◆ What is being asked:
Beginning with the line that contains "mask job: courtroom seating", return every line down to the last one in the material below, exactly and with no others.
(Data supplied begins)
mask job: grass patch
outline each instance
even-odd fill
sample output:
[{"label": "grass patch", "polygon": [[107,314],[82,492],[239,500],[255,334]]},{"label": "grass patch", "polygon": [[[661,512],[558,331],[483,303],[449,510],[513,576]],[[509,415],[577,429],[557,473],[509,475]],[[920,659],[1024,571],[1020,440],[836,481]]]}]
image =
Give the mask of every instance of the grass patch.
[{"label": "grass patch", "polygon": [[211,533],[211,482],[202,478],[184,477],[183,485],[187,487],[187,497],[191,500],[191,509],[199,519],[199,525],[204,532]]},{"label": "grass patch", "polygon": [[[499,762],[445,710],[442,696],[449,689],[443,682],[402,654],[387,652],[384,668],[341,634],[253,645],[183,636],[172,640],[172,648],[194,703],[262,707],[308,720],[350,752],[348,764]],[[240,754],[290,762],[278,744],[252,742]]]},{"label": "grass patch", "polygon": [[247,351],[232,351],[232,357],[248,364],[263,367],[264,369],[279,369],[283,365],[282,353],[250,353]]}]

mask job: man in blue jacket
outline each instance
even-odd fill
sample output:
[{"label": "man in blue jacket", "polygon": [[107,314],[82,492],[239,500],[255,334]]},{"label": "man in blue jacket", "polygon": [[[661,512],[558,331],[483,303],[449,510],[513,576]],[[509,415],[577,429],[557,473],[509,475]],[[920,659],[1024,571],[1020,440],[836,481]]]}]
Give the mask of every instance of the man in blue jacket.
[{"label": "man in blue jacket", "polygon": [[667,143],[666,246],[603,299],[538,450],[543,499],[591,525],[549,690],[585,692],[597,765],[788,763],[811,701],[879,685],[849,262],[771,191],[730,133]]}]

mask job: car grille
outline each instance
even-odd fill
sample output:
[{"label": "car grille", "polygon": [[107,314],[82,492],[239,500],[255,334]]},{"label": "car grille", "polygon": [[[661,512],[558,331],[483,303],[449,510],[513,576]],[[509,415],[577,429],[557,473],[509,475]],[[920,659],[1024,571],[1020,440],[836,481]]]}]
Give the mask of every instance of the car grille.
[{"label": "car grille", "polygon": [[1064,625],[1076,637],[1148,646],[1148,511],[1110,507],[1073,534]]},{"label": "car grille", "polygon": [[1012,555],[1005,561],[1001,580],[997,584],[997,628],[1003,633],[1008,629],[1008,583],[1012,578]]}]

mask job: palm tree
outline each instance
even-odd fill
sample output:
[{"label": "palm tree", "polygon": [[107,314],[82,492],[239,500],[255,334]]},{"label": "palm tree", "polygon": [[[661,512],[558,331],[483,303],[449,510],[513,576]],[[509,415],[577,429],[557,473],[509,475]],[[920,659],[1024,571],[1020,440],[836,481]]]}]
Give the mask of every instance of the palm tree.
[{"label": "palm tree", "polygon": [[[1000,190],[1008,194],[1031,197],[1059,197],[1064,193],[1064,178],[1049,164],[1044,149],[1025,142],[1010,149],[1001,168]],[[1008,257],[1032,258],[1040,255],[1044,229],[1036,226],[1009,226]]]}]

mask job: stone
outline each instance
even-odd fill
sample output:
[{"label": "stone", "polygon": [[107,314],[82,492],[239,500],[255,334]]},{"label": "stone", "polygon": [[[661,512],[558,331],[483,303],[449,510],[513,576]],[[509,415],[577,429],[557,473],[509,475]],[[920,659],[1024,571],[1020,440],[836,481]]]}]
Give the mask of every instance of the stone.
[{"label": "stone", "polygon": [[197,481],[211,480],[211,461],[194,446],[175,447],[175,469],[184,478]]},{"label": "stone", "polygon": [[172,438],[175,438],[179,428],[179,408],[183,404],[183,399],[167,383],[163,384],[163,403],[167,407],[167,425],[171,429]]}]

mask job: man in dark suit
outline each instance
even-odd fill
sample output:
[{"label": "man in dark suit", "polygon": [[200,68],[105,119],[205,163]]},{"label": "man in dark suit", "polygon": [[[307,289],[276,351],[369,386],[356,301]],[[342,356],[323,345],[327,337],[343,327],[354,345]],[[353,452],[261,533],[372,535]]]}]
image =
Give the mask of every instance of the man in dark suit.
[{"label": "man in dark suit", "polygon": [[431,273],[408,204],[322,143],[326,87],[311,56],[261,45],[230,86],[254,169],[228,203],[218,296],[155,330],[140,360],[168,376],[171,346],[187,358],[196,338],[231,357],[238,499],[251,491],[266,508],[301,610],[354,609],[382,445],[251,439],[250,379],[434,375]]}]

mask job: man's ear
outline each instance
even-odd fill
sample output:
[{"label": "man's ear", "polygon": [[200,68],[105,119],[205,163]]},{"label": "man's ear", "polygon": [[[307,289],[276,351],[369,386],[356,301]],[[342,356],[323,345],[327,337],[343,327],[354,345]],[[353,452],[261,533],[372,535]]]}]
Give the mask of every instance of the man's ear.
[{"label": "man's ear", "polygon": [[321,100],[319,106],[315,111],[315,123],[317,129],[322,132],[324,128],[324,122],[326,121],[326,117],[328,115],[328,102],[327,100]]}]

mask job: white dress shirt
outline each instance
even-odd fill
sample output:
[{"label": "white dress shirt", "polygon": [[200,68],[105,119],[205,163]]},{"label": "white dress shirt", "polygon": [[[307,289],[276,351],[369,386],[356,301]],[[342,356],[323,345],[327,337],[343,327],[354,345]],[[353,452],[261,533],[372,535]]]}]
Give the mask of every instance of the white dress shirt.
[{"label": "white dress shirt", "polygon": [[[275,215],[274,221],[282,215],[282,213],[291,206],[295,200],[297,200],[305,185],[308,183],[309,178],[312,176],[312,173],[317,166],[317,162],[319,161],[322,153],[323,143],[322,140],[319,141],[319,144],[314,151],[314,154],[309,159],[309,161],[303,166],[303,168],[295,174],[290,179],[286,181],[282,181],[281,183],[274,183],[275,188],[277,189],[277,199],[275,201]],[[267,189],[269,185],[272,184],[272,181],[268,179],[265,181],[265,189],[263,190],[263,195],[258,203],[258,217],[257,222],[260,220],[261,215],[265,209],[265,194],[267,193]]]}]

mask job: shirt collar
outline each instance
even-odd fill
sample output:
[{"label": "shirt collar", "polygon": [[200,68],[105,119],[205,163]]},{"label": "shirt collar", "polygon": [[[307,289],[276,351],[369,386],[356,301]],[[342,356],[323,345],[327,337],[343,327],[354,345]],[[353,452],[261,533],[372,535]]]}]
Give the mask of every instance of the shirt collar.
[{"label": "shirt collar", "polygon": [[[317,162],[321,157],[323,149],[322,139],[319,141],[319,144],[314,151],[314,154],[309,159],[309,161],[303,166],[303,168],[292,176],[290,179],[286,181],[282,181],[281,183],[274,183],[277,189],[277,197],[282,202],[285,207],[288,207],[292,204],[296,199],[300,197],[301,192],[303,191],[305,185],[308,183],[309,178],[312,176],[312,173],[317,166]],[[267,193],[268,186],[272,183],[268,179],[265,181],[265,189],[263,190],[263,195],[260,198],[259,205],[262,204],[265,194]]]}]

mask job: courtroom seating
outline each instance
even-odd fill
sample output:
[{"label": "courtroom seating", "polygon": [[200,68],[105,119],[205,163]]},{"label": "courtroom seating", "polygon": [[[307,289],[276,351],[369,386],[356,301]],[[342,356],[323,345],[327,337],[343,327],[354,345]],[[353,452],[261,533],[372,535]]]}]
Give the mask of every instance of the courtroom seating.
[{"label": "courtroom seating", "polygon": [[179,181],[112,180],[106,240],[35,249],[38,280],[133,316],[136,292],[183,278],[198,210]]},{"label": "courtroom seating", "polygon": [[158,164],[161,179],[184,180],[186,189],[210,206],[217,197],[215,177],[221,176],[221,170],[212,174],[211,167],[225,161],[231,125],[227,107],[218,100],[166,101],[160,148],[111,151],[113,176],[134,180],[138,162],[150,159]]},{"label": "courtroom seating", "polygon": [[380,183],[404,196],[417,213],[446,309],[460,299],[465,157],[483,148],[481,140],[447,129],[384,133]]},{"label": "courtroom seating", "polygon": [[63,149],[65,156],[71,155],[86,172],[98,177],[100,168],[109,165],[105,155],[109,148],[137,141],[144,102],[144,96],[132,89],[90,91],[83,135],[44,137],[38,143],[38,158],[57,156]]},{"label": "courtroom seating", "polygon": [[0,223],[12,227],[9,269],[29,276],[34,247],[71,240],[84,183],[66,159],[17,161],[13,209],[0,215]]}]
(Data supplied ends)
◆ Reply:
mask job: courtroom seating
outline each instance
even-odd fill
sample output:
[{"label": "courtroom seating", "polygon": [[200,68],[105,119],[205,163]]},{"label": "courtroom seating", "polygon": [[[307,289],[276,351],[369,386],[356,301]],[[342,356],[323,345],[327,337],[343,327],[354,345]],[[353,452],[261,533],[372,535]]]}]
Give the mask of every instance of the courtroom seating.
[{"label": "courtroom seating", "polygon": [[179,181],[112,180],[106,240],[35,249],[38,280],[133,316],[136,292],[183,278],[198,210]]},{"label": "courtroom seating", "polygon": [[158,164],[161,179],[184,180],[186,189],[210,206],[217,197],[215,177],[221,176],[221,170],[212,174],[211,167],[225,161],[231,125],[227,107],[218,100],[166,101],[160,148],[111,151],[113,176],[134,180],[138,162],[150,159]]},{"label": "courtroom seating", "polygon": [[380,183],[404,196],[417,213],[446,309],[460,299],[465,157],[483,148],[481,140],[447,129],[384,133]]},{"label": "courtroom seating", "polygon": [[63,149],[65,156],[71,155],[86,172],[98,177],[100,168],[109,165],[105,155],[109,148],[137,141],[144,102],[144,96],[132,89],[90,91],[83,135],[44,137],[38,143],[38,158],[57,156]]},{"label": "courtroom seating", "polygon": [[0,223],[12,227],[9,269],[29,276],[34,247],[71,240],[84,183],[66,159],[17,161],[13,209],[0,215]]}]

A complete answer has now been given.